Listed entries ->
* Begin *

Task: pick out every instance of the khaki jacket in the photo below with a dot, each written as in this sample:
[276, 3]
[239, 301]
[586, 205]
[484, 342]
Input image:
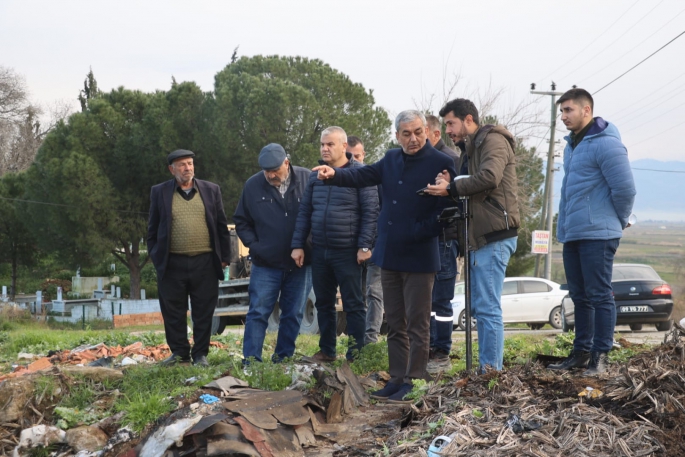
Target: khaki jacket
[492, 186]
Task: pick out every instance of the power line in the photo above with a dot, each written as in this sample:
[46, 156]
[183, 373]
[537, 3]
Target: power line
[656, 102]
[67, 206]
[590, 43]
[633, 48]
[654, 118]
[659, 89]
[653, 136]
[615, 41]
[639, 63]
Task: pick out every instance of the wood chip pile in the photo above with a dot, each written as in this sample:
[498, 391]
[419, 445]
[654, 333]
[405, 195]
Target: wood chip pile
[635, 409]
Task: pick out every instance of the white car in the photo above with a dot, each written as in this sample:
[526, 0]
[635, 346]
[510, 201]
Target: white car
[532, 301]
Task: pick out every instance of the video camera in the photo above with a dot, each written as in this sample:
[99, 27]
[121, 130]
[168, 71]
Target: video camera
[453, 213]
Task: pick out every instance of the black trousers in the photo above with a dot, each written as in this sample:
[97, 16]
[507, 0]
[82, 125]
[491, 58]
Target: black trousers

* End *
* Begin *

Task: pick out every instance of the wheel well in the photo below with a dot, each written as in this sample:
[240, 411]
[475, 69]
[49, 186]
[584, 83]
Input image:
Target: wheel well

* End *
* Begin *

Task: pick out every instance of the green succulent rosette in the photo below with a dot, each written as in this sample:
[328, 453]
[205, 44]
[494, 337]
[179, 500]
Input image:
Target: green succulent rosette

* End *

Select every line in the records above that contains the string "wheel", and copy each one out; case counts.

Answer ->
Task: pick out every instance of the wheel well in the photo below with a dot, each written as in this sample:
Target: wheel well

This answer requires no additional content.